++++ 本文
ここでは、近心面、遠心面の方向を認識することが重要です。
左右写真のように、2面を磨き分けることが、合理的です。
左写真は近心面です。直接毛先を当てて(上下に)往復運動します。
右写真は遠心面です。直接毛先を当てて、往復運動します。(搔き出す要領で、または引っ掻けるように動かすと効果的です。)
2方向を磨き分けるためには、歯ブラシの挿入方向が大きく異なることが、重要な要素です。
左写真のように、近心はブラシの毛先をのどの方に向けて、立てるような感じで上下に往復運動します。
右写真のように、遠心は歯ブラシを寝かせるようにして、(先端の毛先)で1歯づつかき出すように動かします。
面倒なように思えますが、近心から4567と順次磨き、遠心を7654と磨いてくれば、一連の流れができます。
上下左右同様に行います。
左写真の黄色の部分は、頬側における最後臼歯の遠心面です。
右写真のように、横からの突っ込み磨きを行います。
(最後臼歯の保護の観点から、重要な部位です。)
左図のように、ME法では、歯ブラシの大きさと形態は、歯牙を基準にしています。
右写真に示す、形態と植毛配列のものを基準としています。
大きさは、口腔内に存在する下顎第一大臼歯の計測値を基に、長さ14~15ミリ、幅9ミリ、毛の長さ10ミリです。
(ME法では、歯ブラシは何を使ってもよいが、最も効果がえられるようにME歯ブラシを設計しています。)
平成5年の1月30日、日本人間工学会歯科部会で詳細を報告しました。(1992年度)
次に、ME法の効果についてご紹介します。
左写真は、ME法により歯肉へのマイルドな作用を示した1例です。
上は、ME法指導前の上顎右側の頬側です。
第二小臼歯部にクレフト、犬歯部に擦過傷が見られます。
下は、ME法を指導して6週間後の歯肉です。
クレフト、擦過傷が消失しています。
唇側、頬側では、歯ブラシの毛先の方向を配慮することにより、歯間部プラークの除去と同時に、突出した辺縁歯肉への毛先による過剰な刺激が避けられます。
右写真は、歯間空隙のある歯列の改善例です。
歯頚部歯肉が引き締まっており、また、口臭が消失しました。
歯間ブラシ、フロスなど補助用具は使用していません。
(口臭対策で仁丹を噛んでいたが、やめたとのこと。)
左写真は、臼歯舌側における、2方向磨き分けの効果について示した一例です。
上は、ME法指導して、2週間後の状態です。
歯磨き動作の観察では、近心磨き動作はできており、かつ近心面プラークは付着していない状態でした。
しかし、遠心磨き動作はみられず、当然の結果として遠心部のプラークが残っている状態でした。
++++++++
++++ 提示資料
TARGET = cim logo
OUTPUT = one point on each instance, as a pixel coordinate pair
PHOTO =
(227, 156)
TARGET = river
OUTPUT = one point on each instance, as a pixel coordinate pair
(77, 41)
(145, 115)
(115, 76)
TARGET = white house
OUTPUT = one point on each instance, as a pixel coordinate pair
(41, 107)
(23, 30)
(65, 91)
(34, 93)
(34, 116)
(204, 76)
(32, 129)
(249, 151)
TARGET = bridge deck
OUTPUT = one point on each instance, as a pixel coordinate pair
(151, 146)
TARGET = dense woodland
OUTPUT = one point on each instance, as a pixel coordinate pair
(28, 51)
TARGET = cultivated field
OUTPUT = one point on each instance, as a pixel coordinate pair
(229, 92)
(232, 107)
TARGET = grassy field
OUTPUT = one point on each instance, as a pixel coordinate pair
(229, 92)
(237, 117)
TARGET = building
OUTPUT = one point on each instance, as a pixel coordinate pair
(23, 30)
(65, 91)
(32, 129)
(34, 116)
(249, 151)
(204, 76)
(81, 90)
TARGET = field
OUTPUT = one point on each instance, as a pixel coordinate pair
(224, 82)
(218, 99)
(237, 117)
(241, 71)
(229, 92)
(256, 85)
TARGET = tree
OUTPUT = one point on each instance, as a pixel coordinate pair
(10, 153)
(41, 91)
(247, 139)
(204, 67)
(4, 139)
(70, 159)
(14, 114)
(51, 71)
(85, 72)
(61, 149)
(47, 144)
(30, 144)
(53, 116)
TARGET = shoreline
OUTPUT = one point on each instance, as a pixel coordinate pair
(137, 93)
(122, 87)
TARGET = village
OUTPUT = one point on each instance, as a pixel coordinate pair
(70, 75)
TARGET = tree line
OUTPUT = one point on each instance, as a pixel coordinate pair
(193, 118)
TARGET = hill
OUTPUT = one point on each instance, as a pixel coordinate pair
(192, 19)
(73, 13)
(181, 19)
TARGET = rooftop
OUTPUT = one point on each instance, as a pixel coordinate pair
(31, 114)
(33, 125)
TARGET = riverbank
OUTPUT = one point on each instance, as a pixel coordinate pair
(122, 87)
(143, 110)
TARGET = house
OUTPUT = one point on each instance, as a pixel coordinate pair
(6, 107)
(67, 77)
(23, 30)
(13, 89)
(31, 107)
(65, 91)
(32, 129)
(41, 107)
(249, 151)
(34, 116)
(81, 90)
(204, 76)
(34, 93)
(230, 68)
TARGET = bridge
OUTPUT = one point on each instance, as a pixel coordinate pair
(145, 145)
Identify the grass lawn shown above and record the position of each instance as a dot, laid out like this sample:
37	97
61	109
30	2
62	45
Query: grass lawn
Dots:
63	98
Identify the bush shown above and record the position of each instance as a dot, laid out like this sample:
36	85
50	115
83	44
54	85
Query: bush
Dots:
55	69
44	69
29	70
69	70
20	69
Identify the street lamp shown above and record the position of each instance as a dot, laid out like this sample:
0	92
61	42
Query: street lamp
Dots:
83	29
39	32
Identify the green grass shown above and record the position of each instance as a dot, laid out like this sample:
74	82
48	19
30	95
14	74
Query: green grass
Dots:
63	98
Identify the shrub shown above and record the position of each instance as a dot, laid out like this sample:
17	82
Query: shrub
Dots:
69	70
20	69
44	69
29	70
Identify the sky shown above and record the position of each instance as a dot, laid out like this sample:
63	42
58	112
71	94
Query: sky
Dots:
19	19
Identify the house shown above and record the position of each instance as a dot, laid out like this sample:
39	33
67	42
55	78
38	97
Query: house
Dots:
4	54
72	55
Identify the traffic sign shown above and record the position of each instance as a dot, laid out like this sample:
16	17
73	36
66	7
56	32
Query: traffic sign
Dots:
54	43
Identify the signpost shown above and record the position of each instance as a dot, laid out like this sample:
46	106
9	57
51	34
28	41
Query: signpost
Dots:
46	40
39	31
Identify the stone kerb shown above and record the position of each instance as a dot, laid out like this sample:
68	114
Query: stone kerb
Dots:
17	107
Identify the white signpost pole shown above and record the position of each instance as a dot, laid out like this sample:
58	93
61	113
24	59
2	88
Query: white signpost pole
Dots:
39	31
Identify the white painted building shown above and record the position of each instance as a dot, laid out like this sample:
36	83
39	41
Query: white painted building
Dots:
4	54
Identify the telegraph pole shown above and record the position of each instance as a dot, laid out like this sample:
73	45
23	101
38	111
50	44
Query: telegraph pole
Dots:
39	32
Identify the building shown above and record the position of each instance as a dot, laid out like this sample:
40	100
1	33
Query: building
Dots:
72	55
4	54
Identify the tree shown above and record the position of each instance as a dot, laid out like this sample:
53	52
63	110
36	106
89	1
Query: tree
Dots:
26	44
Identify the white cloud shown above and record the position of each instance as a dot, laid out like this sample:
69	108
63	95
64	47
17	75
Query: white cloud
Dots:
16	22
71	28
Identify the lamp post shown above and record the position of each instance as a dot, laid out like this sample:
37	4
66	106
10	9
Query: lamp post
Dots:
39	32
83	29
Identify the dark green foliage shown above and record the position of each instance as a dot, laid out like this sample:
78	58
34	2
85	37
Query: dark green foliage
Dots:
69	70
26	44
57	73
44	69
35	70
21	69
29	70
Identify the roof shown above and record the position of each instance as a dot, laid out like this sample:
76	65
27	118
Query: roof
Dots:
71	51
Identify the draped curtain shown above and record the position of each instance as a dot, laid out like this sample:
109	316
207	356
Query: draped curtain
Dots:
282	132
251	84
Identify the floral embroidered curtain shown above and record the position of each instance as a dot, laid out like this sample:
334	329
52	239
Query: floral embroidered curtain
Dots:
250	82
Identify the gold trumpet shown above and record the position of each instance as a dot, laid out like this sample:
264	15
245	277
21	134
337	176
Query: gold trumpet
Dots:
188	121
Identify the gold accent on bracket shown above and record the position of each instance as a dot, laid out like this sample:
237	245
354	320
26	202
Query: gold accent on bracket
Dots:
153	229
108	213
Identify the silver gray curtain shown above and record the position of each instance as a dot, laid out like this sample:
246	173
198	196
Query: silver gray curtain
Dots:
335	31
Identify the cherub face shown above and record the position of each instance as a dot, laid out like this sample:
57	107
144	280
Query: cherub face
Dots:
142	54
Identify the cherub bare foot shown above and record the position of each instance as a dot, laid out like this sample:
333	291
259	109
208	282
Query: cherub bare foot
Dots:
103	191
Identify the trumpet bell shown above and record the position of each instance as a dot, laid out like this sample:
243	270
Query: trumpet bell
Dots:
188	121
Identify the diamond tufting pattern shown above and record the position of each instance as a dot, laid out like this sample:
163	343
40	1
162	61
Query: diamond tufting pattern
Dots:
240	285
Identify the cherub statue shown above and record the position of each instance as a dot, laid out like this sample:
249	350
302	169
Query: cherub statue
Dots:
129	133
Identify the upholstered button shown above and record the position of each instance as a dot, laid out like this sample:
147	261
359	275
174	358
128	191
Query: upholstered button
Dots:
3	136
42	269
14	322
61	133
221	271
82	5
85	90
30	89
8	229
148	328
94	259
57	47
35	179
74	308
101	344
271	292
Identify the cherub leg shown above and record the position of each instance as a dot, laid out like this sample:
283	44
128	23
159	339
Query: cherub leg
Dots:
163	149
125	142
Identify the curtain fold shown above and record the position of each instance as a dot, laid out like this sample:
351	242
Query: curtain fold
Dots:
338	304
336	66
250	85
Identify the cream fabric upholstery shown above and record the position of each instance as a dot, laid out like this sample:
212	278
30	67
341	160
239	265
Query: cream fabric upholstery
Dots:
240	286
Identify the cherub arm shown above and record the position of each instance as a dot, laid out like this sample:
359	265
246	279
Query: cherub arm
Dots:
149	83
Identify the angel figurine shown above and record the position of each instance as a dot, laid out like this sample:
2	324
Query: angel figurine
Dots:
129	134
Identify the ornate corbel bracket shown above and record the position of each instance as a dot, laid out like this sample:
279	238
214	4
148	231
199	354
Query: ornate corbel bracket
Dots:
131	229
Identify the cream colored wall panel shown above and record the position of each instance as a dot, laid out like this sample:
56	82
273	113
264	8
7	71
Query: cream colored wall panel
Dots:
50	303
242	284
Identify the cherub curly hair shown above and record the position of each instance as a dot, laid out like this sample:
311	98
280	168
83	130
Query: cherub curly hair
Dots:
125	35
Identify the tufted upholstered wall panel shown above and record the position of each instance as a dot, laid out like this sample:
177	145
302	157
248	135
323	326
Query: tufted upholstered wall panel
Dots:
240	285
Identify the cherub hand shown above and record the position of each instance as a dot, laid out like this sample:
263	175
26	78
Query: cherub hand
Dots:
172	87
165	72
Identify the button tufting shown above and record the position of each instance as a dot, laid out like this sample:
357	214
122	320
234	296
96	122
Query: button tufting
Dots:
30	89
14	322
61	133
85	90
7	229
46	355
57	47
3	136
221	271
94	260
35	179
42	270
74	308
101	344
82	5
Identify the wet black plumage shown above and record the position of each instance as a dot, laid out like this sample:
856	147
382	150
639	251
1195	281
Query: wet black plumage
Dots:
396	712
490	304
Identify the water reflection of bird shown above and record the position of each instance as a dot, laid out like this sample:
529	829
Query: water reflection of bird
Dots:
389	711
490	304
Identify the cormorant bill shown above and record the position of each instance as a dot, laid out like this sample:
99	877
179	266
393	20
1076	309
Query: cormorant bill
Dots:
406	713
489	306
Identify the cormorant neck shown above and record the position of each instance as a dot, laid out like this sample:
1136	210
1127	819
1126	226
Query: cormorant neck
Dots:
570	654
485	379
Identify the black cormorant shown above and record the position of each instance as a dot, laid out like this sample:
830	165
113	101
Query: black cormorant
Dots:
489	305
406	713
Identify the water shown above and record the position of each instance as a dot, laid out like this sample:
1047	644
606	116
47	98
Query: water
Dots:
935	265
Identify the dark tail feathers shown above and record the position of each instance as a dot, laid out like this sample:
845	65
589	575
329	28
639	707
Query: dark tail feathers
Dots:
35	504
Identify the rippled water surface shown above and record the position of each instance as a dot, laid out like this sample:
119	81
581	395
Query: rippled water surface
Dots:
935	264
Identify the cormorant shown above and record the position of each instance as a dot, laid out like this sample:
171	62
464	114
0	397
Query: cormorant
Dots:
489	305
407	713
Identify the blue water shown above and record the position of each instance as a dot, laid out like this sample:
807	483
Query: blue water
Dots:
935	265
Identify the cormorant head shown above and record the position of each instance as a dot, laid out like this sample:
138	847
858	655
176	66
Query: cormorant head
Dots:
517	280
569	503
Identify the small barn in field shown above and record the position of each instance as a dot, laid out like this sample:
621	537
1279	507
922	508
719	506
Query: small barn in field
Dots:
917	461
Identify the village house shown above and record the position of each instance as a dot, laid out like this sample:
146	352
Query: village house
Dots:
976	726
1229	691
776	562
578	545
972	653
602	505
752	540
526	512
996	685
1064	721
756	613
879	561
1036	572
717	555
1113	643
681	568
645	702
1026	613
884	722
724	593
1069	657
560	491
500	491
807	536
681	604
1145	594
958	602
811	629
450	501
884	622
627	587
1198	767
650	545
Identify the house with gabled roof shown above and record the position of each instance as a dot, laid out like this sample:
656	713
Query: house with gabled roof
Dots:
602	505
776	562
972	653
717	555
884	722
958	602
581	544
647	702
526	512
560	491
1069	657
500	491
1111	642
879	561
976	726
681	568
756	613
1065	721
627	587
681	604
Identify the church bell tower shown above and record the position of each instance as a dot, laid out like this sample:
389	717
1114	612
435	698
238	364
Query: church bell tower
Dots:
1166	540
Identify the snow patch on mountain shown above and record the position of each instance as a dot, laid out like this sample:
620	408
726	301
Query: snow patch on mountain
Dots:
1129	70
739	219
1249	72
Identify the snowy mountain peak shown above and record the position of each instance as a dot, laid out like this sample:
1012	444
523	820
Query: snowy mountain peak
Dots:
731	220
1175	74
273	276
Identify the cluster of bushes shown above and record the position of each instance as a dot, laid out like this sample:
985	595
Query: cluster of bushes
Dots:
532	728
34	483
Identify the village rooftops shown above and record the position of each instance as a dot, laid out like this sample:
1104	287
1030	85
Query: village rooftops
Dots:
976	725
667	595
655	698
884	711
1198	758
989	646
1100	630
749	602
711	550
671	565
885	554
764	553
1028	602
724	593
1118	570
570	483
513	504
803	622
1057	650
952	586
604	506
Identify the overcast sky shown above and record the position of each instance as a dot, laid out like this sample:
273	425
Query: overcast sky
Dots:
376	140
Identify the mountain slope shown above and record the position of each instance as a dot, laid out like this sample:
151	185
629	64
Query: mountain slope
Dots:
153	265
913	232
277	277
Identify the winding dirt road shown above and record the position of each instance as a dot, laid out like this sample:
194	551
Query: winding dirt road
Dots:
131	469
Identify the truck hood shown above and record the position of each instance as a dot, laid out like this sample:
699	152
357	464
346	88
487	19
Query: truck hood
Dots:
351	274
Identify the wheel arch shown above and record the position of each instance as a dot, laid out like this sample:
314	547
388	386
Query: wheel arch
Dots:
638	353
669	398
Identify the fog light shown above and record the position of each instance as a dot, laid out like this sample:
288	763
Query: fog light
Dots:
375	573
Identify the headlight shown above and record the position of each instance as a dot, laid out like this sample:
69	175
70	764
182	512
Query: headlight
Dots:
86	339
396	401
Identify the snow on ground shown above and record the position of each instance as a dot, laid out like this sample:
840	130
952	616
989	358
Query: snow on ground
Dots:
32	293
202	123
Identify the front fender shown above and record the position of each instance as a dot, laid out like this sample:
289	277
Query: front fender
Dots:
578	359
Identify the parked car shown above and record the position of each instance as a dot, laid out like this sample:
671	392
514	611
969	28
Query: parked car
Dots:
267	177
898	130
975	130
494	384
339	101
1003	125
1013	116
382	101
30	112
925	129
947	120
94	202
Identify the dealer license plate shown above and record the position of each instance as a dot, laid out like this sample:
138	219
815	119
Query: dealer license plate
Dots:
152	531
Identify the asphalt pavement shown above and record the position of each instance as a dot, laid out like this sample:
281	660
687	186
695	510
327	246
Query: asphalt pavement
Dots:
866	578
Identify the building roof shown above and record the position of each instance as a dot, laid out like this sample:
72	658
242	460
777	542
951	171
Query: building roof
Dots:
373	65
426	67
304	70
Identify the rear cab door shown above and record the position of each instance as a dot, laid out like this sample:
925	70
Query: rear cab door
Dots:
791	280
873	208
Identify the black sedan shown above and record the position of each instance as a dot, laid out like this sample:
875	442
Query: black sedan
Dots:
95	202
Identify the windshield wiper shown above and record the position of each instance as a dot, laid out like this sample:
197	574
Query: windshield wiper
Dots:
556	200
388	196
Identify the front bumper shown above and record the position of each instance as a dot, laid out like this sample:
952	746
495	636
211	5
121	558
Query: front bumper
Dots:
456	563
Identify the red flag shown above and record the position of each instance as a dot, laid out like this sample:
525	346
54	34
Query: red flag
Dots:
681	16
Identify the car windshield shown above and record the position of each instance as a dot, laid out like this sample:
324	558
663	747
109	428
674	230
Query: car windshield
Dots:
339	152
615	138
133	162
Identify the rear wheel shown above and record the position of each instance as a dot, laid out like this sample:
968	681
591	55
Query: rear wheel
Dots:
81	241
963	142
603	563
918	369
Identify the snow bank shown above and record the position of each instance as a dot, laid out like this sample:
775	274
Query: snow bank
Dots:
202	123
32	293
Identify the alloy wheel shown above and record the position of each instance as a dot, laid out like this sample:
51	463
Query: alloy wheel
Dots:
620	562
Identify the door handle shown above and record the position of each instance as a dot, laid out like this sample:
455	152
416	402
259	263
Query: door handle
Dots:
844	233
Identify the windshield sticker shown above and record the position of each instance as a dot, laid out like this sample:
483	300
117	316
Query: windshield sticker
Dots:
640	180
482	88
++++++++
課題 = 本文のうち、「左写真は、ME法により歯肉へのマイルドな作用を示した1例です。」を含む語句で始まり「上は、ME法指導して、2週間後の状態です。」で終わる部分を、一字一句変えずに書き出してください。

解答 =
左写真は、ME法により歯肉へのマイルドな作用を示した1例です。
上は、ME法指導前の上顎右側の頬側です。
第二小臼歯部にクレフト、犬歯部に擦過傷が見られます。
下は、ME法を指導して6週間後の歯肉です。
クレフト、擦過傷が消失しています。
唇側、頬側では、歯ブラシの毛先の方向を配慮することにより、歯間部プラークの除去と同時に、突出した辺縁歯肉への毛先による過剰な刺激が避けられます。
右写真は、歯間空隙のある歯列の改善例です。
歯頚部歯肉が引き締まっており、また、口臭が消失しました。
歯間ブラシ、フロスなど補助用具は使用していません。
(口臭対策で仁丹を噛んでいたが、やめたとのこと。)
左写真は、臼歯舌側における、2方向磨き分けの効果について示した一例です。
上は、ME法指導して、2週間後の状態です。